BEGIN Data listing

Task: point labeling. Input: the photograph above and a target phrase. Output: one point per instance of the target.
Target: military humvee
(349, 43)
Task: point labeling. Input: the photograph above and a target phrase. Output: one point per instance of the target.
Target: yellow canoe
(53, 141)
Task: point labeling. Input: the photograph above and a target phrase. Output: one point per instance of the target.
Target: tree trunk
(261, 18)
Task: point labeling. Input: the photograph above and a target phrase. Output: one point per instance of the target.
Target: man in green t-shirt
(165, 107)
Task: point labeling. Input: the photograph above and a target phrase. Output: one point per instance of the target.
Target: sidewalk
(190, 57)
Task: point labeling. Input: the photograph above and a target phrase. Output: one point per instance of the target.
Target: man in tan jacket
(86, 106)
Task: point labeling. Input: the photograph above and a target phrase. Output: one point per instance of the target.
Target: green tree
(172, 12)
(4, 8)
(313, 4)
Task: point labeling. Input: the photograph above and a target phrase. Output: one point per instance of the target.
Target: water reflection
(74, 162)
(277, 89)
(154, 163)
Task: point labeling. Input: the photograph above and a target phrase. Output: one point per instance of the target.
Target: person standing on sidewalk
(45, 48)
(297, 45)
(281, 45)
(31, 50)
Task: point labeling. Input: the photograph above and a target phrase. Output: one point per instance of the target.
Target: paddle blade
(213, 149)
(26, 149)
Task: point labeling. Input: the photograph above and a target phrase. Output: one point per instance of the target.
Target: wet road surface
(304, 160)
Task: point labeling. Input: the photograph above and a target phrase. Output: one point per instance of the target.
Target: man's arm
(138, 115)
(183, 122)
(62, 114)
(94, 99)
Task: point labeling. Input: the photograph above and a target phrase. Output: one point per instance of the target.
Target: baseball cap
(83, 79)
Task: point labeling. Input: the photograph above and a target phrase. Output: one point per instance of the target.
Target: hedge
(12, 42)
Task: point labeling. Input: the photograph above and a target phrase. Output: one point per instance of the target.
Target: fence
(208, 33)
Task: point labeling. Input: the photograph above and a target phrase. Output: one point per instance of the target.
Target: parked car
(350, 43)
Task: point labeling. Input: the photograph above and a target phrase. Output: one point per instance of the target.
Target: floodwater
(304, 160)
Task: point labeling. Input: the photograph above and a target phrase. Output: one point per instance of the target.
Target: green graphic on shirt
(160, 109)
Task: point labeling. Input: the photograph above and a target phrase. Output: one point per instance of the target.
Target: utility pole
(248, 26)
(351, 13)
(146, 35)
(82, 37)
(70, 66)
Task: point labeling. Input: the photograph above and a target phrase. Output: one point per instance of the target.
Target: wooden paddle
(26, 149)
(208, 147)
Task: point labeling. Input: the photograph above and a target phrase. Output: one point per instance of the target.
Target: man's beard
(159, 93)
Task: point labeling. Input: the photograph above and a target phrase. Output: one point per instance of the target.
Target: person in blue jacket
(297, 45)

END Data listing

__Directive__
Pull out each line of the material above that contains the string "shirt", treating uppercase and lowercase as distinct.

__The result__
Target: man in green t-shirt
Target: green graphic on shirt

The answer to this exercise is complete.